__What you will do__: Rewrite the data below as a numbered list, one line per item, and omit any blank lines.

+===+

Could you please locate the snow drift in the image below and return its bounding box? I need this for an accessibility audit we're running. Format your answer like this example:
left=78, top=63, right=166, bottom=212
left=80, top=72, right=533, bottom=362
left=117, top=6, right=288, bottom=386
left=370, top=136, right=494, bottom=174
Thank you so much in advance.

+===+

__Result of this exercise__:
1. Could you please locate the snow drift in the image below and return its bounding box? I need this for an accessibility audit we're running. Format your answer like this example:
2. left=78, top=63, right=166, bottom=212
3. left=80, top=72, right=533, bottom=362
4. left=117, top=6, right=288, bottom=386
5. left=370, top=136, right=494, bottom=174
6. Thank you so much in advance.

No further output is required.